((

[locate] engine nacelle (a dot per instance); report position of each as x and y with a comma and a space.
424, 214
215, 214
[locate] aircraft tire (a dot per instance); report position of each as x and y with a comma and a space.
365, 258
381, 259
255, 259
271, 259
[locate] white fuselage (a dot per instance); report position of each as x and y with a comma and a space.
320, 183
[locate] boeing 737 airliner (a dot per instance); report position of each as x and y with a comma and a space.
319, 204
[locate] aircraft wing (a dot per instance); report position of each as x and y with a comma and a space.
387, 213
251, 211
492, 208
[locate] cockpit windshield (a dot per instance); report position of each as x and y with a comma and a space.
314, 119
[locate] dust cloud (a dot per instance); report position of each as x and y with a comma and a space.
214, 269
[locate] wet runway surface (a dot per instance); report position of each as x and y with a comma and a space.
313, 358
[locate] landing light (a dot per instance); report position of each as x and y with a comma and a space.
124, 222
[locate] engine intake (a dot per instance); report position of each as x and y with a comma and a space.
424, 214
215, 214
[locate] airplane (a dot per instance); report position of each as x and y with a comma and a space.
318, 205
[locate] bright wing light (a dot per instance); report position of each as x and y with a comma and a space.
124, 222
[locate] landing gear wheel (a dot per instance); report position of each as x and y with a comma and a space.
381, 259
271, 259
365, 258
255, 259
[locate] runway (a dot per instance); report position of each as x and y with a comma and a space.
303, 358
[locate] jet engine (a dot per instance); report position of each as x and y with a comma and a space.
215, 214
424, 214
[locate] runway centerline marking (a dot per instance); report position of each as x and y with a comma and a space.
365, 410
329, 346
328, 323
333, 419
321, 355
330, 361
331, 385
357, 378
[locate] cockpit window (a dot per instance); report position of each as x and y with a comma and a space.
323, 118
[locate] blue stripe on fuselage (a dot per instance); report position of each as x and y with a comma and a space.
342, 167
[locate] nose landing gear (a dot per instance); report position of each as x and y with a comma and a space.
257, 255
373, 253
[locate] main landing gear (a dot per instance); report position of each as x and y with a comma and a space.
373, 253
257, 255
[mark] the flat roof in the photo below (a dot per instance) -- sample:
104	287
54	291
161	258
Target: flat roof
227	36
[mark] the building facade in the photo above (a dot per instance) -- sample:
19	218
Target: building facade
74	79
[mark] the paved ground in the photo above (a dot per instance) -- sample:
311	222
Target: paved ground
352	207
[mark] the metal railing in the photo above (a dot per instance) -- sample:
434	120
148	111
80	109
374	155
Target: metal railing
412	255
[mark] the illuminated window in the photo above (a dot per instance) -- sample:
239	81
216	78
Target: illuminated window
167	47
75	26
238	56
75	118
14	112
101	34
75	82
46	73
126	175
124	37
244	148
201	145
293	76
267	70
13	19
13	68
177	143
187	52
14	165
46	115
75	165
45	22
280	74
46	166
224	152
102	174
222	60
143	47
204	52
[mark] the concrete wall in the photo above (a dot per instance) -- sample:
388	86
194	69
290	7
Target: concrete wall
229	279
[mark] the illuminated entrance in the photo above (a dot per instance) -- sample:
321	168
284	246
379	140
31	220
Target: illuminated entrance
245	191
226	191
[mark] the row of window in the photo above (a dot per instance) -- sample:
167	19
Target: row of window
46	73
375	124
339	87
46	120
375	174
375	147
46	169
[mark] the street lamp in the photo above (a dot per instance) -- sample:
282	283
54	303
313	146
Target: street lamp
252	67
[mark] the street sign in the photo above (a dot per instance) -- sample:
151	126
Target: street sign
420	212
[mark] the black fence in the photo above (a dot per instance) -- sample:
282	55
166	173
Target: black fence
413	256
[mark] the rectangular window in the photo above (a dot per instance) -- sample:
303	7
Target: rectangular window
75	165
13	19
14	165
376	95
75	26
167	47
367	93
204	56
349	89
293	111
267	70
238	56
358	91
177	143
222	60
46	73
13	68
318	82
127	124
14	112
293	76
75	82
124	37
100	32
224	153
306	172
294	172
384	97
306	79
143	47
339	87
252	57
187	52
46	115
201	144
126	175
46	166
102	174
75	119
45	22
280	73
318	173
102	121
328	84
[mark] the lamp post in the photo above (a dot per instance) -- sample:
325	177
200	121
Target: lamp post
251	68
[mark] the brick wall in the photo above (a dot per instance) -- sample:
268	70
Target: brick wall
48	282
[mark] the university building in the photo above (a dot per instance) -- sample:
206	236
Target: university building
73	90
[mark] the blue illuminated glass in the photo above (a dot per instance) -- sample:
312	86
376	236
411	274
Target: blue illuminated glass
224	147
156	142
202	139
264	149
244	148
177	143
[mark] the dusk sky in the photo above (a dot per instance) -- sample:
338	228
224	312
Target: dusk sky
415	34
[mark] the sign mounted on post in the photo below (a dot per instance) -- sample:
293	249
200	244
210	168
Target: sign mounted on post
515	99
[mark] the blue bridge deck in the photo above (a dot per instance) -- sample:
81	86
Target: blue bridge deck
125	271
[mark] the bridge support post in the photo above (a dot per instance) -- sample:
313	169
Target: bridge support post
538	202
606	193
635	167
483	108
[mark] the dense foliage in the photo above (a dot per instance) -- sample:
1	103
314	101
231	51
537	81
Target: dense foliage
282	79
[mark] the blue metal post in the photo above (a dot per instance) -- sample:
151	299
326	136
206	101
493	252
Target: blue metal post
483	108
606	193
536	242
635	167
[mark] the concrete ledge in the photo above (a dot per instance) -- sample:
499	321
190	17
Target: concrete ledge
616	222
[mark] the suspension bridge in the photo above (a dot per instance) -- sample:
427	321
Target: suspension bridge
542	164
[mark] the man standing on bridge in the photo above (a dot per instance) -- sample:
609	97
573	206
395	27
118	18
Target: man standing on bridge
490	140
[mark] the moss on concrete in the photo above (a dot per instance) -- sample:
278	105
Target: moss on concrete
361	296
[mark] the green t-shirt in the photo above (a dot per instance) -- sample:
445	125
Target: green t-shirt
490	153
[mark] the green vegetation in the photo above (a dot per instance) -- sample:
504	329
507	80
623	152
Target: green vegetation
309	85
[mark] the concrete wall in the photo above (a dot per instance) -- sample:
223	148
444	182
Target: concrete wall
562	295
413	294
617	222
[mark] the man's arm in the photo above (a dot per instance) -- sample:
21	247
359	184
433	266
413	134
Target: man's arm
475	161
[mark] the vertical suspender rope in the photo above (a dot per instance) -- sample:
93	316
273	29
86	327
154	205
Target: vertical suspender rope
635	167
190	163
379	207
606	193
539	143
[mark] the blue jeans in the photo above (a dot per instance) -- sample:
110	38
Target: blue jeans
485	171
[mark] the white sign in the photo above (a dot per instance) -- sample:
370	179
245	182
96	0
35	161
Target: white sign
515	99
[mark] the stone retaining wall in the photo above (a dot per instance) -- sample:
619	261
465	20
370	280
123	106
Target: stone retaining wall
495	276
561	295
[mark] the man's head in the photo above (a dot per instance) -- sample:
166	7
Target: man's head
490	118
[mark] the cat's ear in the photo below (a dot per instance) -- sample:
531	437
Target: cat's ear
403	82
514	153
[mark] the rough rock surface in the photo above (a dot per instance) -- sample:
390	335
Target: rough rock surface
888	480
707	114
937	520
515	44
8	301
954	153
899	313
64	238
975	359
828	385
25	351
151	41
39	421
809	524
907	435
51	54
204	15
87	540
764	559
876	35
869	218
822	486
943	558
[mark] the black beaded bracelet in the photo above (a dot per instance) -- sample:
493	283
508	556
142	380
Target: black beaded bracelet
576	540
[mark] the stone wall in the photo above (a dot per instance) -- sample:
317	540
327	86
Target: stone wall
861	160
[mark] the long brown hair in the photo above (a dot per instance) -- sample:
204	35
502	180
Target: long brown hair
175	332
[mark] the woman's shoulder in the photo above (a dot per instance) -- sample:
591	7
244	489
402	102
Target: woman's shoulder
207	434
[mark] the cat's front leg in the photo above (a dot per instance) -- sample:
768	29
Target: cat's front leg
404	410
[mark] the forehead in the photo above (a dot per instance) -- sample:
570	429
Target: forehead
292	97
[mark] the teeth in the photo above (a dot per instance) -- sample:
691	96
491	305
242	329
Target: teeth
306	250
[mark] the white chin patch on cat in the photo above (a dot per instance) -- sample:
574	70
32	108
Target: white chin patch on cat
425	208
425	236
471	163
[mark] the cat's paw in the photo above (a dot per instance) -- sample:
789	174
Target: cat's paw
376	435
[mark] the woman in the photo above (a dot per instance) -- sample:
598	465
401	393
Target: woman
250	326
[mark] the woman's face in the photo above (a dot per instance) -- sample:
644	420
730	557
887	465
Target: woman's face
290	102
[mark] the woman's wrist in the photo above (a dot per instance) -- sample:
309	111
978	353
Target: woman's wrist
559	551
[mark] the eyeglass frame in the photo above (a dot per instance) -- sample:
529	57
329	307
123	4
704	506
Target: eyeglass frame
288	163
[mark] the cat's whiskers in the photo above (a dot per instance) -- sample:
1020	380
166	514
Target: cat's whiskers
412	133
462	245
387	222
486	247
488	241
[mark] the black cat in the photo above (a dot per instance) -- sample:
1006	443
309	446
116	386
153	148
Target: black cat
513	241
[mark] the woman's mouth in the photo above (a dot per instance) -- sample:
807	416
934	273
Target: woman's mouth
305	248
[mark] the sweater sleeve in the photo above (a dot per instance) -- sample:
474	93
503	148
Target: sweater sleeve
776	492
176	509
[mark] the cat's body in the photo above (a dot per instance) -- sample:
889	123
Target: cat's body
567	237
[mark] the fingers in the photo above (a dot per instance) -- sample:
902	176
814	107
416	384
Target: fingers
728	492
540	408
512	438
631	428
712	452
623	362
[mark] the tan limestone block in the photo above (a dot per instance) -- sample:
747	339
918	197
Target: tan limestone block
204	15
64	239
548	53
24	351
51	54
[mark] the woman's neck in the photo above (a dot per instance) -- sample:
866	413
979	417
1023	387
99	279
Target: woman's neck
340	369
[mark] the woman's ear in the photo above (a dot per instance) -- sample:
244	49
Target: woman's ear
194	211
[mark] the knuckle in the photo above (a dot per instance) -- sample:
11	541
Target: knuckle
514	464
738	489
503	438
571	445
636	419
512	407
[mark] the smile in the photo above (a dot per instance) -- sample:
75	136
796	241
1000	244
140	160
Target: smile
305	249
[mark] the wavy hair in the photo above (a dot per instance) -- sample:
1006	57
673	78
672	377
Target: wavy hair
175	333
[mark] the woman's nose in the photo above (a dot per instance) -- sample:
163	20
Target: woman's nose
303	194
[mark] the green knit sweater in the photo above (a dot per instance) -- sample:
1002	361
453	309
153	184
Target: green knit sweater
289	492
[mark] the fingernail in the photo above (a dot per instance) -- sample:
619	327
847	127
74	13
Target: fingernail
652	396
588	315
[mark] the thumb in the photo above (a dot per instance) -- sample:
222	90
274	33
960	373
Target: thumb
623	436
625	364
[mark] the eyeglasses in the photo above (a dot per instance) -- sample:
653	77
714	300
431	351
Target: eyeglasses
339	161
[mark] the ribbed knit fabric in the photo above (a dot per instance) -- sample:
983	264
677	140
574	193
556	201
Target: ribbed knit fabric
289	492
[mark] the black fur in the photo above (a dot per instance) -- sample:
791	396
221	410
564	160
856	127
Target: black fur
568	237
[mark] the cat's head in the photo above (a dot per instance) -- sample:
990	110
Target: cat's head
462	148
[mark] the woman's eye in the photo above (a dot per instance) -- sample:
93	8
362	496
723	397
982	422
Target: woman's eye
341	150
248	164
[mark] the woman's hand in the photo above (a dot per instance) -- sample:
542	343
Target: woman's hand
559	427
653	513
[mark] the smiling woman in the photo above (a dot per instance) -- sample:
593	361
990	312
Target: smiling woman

))

■ THE TASK
Extract exactly the lines between the line containing "[mark] the fingernail" and the end of the data, including both.

■ WRITTEN RESPONSE
[mark] the fingernail in the photo above (a dot per instance) -- sample:
619	327
847	127
74	13
Target: fingernail
652	396
588	315
[mark] the thumb in the photo above (a dot per instance) -- sample:
222	90
274	33
960	373
Target: thumb
623	436
625	364
[mark] the eyeglasses in the photo above (a dot per instance) -- sample:
653	77
714	300
431	351
Target: eyeglasses
339	161
[mark] the ribbed knit fabric in the photo above (a dot per instance) -- sample:
983	264
677	140
574	193
556	201
Target: ribbed knit fabric
289	492
[mark] the black fur in the photo above (a dot per instance) -- sample:
791	396
221	410
564	160
856	127
Target: black fur
568	237
[mark] the cat's head in the photo above (a dot per instance) -- sample:
990	110
Target: cat's head
462	148
[mark] the woman's eye in the photo above (a dot per instance) -- sample:
93	8
362	496
723	397
982	422
Target: woman's eye
341	150
248	164
[mark] the woman's hand in the photo above (a dot per instance) -- sample:
542	343
Target: woman's hand
559	427
653	513
[mark] the smiling woman in the photo above (a dot per instance) -- sample:
593	361
990	312
Target: smiling woman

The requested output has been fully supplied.